Exercise task – Copy out every line of the records below, substituting "Target" for each occurrence of "Query" and leaving everything else as it is.

Rows from a dataset:

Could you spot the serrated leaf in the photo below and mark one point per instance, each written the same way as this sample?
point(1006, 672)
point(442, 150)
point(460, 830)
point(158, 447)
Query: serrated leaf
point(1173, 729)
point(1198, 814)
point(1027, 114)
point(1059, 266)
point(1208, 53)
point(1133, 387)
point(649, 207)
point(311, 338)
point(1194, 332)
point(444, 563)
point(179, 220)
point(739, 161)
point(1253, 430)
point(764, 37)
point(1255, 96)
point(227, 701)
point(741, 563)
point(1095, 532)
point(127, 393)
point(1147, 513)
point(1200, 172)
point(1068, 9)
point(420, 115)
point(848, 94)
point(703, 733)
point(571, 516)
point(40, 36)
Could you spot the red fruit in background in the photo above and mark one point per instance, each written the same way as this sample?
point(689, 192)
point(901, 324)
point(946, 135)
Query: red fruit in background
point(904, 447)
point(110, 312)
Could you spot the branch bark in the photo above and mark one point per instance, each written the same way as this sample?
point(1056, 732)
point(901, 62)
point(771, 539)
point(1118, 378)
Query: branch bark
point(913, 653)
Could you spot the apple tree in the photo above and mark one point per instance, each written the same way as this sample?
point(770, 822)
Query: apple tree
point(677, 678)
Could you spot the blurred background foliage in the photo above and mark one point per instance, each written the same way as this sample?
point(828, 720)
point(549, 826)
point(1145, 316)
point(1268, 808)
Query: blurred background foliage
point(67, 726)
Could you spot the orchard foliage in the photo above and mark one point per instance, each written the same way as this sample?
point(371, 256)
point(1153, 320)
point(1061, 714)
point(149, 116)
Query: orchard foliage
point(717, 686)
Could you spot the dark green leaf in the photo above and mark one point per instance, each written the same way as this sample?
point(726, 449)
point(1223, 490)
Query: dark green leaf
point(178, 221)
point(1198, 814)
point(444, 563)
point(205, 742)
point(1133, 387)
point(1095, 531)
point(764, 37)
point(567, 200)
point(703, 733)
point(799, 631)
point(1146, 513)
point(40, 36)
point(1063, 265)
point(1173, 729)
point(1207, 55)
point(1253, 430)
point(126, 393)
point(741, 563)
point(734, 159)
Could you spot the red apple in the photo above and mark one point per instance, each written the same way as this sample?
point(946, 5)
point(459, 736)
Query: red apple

Finished exercise –
Could you spot the serrated leaf in the photo below and mark one point per instance, each written the same way as this sample?
point(1006, 672)
point(442, 150)
point(460, 830)
point(158, 447)
Target: serrated leaf
point(1173, 729)
point(1198, 814)
point(1027, 114)
point(1059, 266)
point(1208, 53)
point(1133, 387)
point(649, 207)
point(311, 338)
point(1194, 332)
point(444, 563)
point(179, 220)
point(739, 161)
point(1253, 430)
point(764, 37)
point(1255, 96)
point(227, 701)
point(741, 563)
point(1095, 532)
point(127, 393)
point(1147, 513)
point(1200, 172)
point(1068, 9)
point(420, 115)
point(848, 94)
point(703, 733)
point(571, 516)
point(40, 36)
Could you spot the red fruit in background in the photo above and mark one point per instance, each written the same way as this sample?
point(689, 192)
point(901, 324)
point(946, 135)
Target: red fruit in background
point(904, 447)
point(110, 312)
Could you spot the branch bark in the photo above and mark one point per instance, each written the same way as this sample?
point(1056, 732)
point(901, 62)
point(771, 539)
point(1118, 378)
Target: branch bark
point(913, 653)
Could you spot the apple tree in the photo above and mark one point per instance, each written the same way as this sample?
point(770, 822)
Target: apple tree
point(677, 678)
Could you spot the blurred background foliage in the photo above and mark one point per instance, each written the same way as this sample?
point(828, 720)
point(549, 826)
point(1145, 316)
point(1268, 808)
Target: blurred background foliage
point(67, 726)
Could you spot the orchard foliage in the photo above and mark one point per instance, each written the same way as this sample?
point(371, 256)
point(1153, 320)
point(1061, 714)
point(149, 116)
Target: orchard foliage
point(717, 686)
Could you spot the dark green leaf in the photo above and mark one point per instance, each written the same way as this sample?
point(726, 449)
point(1223, 490)
Target: dark green leaf
point(178, 221)
point(1198, 814)
point(444, 563)
point(205, 742)
point(1133, 387)
point(1095, 531)
point(764, 37)
point(567, 200)
point(703, 733)
point(799, 631)
point(1146, 513)
point(40, 36)
point(1063, 265)
point(1173, 729)
point(1207, 55)
point(1253, 430)
point(126, 393)
point(741, 563)
point(734, 159)
Could you spot the red apple in the photo above and mark one point per instance, each written the same way as this sample?
point(946, 5)
point(459, 736)
Target: red apple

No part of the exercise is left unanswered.